▶ WRITTEN INSTRUCTION: Copy every line of the records below, requests included, and shift each coordinate in the answers up by 129.

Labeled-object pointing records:
+++

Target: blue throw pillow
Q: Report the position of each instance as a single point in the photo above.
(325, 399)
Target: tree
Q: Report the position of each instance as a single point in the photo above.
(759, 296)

+++

▶ EXERCISE OUTPUT:
Target: blue throw pillow
Q: Report the position of each instance as a single point in the photo above.
(454, 528)
Target: tree
Q: Report the position of each instance as a single point in the photo above.
(888, 425)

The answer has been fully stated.